BEGIN Dataset excerpts
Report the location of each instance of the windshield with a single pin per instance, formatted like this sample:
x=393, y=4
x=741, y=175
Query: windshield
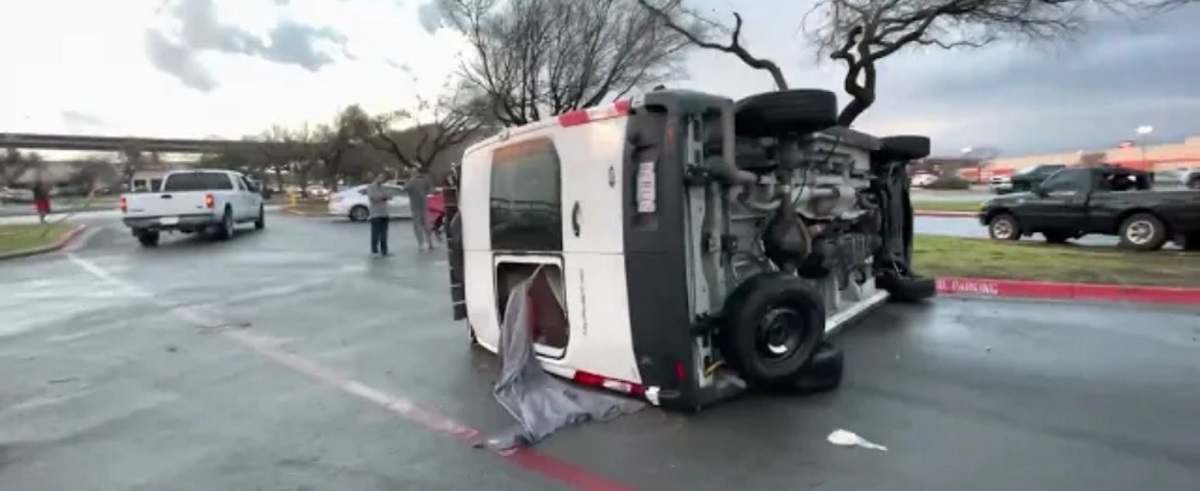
x=197, y=181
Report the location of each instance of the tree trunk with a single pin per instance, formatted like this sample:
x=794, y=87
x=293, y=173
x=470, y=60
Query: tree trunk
x=852, y=111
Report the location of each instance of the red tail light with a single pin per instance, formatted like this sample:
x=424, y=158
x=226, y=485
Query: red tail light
x=609, y=383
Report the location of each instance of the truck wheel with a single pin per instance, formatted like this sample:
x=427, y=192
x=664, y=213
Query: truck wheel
x=773, y=324
x=906, y=147
x=261, y=223
x=226, y=231
x=1003, y=227
x=786, y=112
x=149, y=239
x=822, y=373
x=1143, y=232
x=906, y=289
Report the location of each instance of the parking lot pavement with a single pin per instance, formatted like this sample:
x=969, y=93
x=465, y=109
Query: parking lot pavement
x=132, y=377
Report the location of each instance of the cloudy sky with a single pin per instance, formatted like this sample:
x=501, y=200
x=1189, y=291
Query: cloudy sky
x=225, y=67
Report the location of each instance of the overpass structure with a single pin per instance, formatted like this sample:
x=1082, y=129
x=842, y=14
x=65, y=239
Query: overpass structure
x=94, y=143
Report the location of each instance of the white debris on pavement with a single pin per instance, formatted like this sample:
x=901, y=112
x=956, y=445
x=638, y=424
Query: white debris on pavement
x=847, y=438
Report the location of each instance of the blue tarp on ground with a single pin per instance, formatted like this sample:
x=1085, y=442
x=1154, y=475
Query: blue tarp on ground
x=540, y=402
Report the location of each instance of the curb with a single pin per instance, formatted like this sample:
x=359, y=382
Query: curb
x=63, y=243
x=937, y=213
x=289, y=211
x=1044, y=289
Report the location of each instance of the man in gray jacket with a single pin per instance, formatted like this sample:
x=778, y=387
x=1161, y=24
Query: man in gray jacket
x=377, y=204
x=419, y=189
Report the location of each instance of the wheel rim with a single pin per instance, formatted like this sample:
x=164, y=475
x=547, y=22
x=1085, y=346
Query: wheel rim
x=1002, y=228
x=780, y=334
x=1140, y=232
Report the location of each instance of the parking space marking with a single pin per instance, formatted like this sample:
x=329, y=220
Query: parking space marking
x=533, y=461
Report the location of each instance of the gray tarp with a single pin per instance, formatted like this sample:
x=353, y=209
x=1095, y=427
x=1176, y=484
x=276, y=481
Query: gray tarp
x=540, y=402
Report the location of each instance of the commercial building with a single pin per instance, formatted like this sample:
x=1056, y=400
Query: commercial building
x=1170, y=156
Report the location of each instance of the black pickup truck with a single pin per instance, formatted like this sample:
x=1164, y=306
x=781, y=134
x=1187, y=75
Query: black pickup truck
x=1102, y=199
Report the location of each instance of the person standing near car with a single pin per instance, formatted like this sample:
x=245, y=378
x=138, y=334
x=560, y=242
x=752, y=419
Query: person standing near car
x=419, y=189
x=41, y=199
x=377, y=204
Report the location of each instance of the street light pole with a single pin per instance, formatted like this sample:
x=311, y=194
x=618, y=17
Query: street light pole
x=1143, y=132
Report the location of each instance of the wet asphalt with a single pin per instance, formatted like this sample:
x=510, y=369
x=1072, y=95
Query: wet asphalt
x=123, y=372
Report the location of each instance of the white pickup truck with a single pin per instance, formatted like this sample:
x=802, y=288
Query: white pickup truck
x=198, y=201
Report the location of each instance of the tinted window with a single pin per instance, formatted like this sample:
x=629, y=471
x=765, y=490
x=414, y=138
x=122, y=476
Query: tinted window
x=526, y=202
x=197, y=181
x=1067, y=180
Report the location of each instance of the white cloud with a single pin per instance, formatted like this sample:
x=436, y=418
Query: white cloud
x=88, y=57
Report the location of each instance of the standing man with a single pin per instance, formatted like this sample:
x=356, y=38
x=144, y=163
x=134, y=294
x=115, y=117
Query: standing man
x=377, y=205
x=419, y=187
x=41, y=199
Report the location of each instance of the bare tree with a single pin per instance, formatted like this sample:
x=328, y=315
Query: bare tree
x=432, y=127
x=93, y=173
x=132, y=160
x=16, y=165
x=336, y=143
x=861, y=33
x=539, y=58
x=307, y=148
x=699, y=30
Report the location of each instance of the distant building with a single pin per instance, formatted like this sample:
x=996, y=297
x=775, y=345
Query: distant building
x=1170, y=156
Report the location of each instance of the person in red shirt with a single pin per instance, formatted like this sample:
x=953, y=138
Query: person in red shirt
x=436, y=213
x=41, y=199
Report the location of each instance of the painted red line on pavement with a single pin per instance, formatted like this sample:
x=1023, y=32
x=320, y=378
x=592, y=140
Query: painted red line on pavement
x=949, y=214
x=529, y=460
x=1043, y=289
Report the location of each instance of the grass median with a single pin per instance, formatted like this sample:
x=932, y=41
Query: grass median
x=16, y=238
x=947, y=256
x=947, y=205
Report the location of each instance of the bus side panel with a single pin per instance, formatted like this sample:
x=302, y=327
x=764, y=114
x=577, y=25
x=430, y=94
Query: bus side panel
x=477, y=243
x=655, y=258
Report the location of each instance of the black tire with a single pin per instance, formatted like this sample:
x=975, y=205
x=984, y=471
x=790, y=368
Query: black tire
x=822, y=373
x=1143, y=232
x=773, y=324
x=226, y=231
x=906, y=289
x=149, y=239
x=1003, y=227
x=786, y=112
x=1057, y=237
x=906, y=147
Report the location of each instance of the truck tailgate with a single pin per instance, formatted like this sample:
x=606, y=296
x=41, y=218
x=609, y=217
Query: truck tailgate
x=157, y=204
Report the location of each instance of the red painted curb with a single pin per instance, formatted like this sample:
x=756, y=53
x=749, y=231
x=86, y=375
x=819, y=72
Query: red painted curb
x=1043, y=289
x=937, y=213
x=63, y=243
x=301, y=213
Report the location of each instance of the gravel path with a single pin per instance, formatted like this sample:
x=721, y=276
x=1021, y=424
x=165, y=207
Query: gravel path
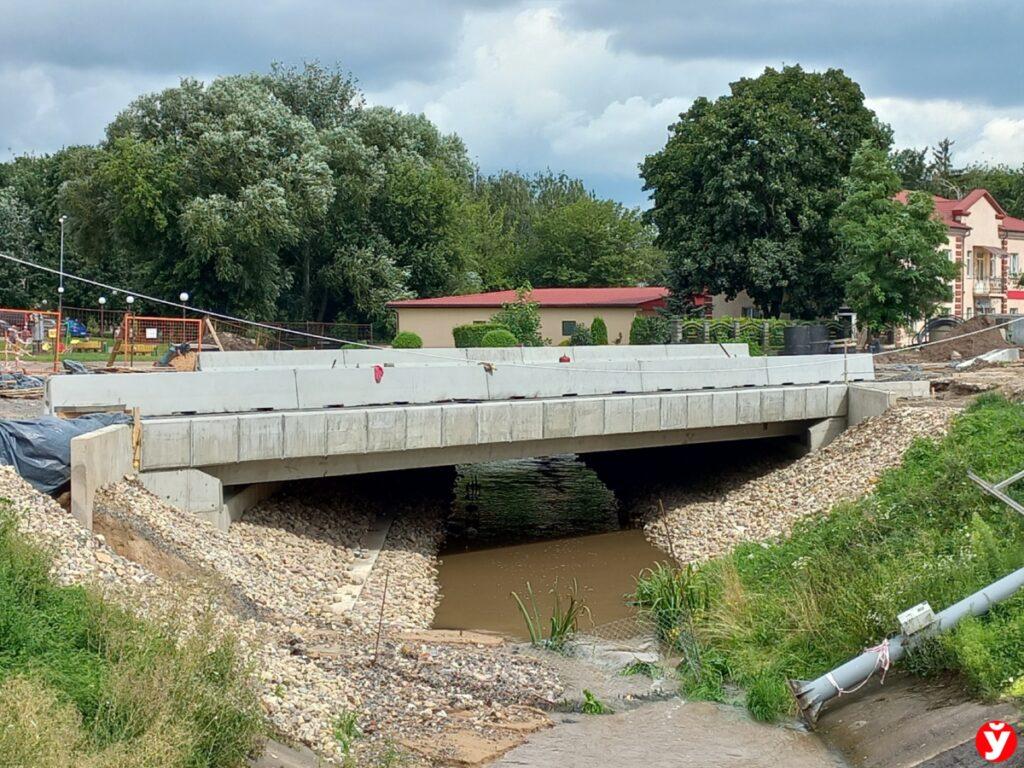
END Dataset excerpts
Exercise details.
From the first line to the last, set down the records above exactly and skip the pictures.

Task answer.
Report the location of each instance of the windshield with a single pin per instance, formatted like this sample:
x=393, y=4
x=741, y=175
Query: windshield
x=197, y=181
Report the location of each instance of the tree trunk with a single pin per instance, formatted like this sample:
x=794, y=87
x=293, y=173
x=470, y=60
Query: tree trunk
x=852, y=111
Report the location of each instance of the red tail light with a single pin per instance, formatted like this sample:
x=424, y=158
x=226, y=485
Query: red tail light
x=609, y=383
Report the location of each instance of the truck wheel with a single pin per instance, formatted like this sample:
x=427, y=192
x=664, y=213
Query: truck wheel
x=773, y=324
x=906, y=147
x=261, y=223
x=226, y=231
x=1003, y=227
x=786, y=112
x=149, y=239
x=822, y=373
x=1143, y=232
x=906, y=289
Report the location of each instance of the parking lot pavement with a single pin per instance, formatted like this sample:
x=969, y=93
x=465, y=109
Query: parking lot pavement
x=132, y=377
Report the location of each instance of the cloudy sky with a single pin per instance, formatted like this sample:
x=501, y=200
x=1189, y=291
Query: cloudy sky
x=225, y=67
Report the location of each instance of the overpass structure with a single pin per instance, formatted like this sample:
x=1082, y=129
x=842, y=14
x=65, y=239
Query: overpass structure
x=94, y=143
Report the location of each instance of the white debris on pavement with a single pin per instance, formatted like this sample:
x=901, y=112
x=956, y=445
x=638, y=424
Query: white debris on pavement
x=847, y=438
Report the location of each instance of the blue tarp on ground with a single pin per instance, formatted like this sample:
x=1085, y=442
x=1154, y=475
Query: blue tarp on ground
x=540, y=402
Report the location of each instance of the curb with a single pin per instance, formatted like this sample:
x=359, y=382
Query: curb
x=63, y=243
x=937, y=213
x=289, y=211
x=1044, y=289
Report the location of each instance of the man in gray jacket with a single pin per instance, formatted like this sample:
x=778, y=387
x=1161, y=24
Query: man in gray jacket
x=377, y=204
x=419, y=189
Report the location of each instance of the wheel rim with a single pin per instance, formatted like this sample:
x=164, y=475
x=547, y=22
x=1085, y=346
Query: wheel rim
x=1002, y=228
x=780, y=334
x=1140, y=232
Report the location of each instance of the parking space marking with a single pin per instance, formatted like this sample:
x=329, y=220
Query: parking space marking
x=533, y=461
Report the location of each instance of the gray tarp with a single pin per instance, formatted like this sample:
x=353, y=209
x=1095, y=427
x=1176, y=484
x=276, y=481
Query: gray tarp
x=540, y=402
Report the location of each instance of the commercial building with a single pin per instance, formatted like this sample:
x=1056, y=400
Query: commercial building
x=1170, y=156
Report the location of each instance of the black pickup truck with a single pin per instance, formatted like this sample:
x=1164, y=306
x=781, y=134
x=1187, y=75
Query: black pickup truck
x=1102, y=199
Report the location of each instance of the person standing near car with a single pin per instance, formatted like this sample:
x=245, y=378
x=138, y=334
x=560, y=242
x=752, y=419
Query: person standing near car
x=419, y=189
x=41, y=199
x=377, y=204
Report the location of each instance of the street light pole with a single pin per instance, formatted like this sample:
x=311, y=194
x=618, y=17
Query: street light pole
x=1143, y=132
Report the location of each instance of the wet asphalt with a single pin per instance, formatted like this sample:
x=510, y=369
x=1072, y=95
Query: wet asphalt
x=123, y=372
Report the location of each instance of the white pickup truck with a single pin per instance, formatted like this sample:
x=802, y=288
Query: white pickup truck
x=198, y=201
Report the location of each instance of the tinted window with a single pin per instance, formatted like this sample:
x=629, y=471
x=765, y=490
x=414, y=138
x=122, y=476
Query: tinted window
x=526, y=202
x=197, y=181
x=1067, y=180
Report the location of each instance of the white cloud with a single pin per instance, formatted like this sample:
x=436, y=418
Query: white cloud
x=88, y=57
Report the location of each instance of the standing man with a single pin per instance, formatted like this sample:
x=356, y=38
x=144, y=163
x=134, y=294
x=115, y=117
Query: standing man
x=377, y=205
x=419, y=187
x=41, y=199
Report the location of each instance of the bare tree with a single pin per instance, formatted like this sample:
x=328, y=315
Query: bare tree
x=432, y=127
x=93, y=173
x=132, y=160
x=16, y=165
x=336, y=143
x=861, y=33
x=539, y=58
x=307, y=148
x=699, y=30
Report the location of each instance of the distant building with a single pin per instance, formatted like this sample:
x=996, y=297
x=775, y=345
Query: distant building
x=1170, y=156
Report the location of each instance of the person in red shirt with a single pin per instance, formatted like this sample:
x=953, y=138
Query: person in red shirt
x=436, y=213
x=41, y=199
Report the location of each instance of the painted red line on pavement with a single pin per instance, formatted like this sample:
x=1023, y=32
x=320, y=378
x=592, y=140
Query: painted red line on pavement
x=949, y=214
x=529, y=460
x=1043, y=289
Report the location of each instance of the grass median with a single pin per instance, formatted like this sample:
x=932, y=41
Query: grass median
x=16, y=238
x=947, y=256
x=947, y=205
Report the location of each instance of the bus side panel with a single pin per instance, formatted like this sample:
x=302, y=327
x=764, y=114
x=577, y=25
x=430, y=94
Query: bus side panel
x=477, y=243
x=655, y=258
Report the location of each instance of the black tire with a single pin per instance, formatted like this sample:
x=975, y=205
x=984, y=471
x=790, y=368
Query: black tire
x=822, y=373
x=1143, y=232
x=773, y=324
x=226, y=231
x=906, y=289
x=149, y=239
x=1003, y=227
x=786, y=112
x=1057, y=237
x=906, y=147
Report the location of each instance of the truck tailgate with a single pin per instance, formatted like this sample:
x=606, y=296
x=41, y=218
x=609, y=217
Query: truck tailgate
x=157, y=204
Report the location of each instance of the red painted curb with a single pin per instance, formatted like this sample:
x=756, y=53
x=749, y=231
x=86, y=375
x=819, y=72
Query: red painted curb
x=1043, y=289
x=937, y=213
x=63, y=243
x=301, y=213
Report the location of each instance of the gravel path with a single pin per instance, formatted like this sample:
x=721, y=276
x=1021, y=424
x=165, y=207
Query: gravel path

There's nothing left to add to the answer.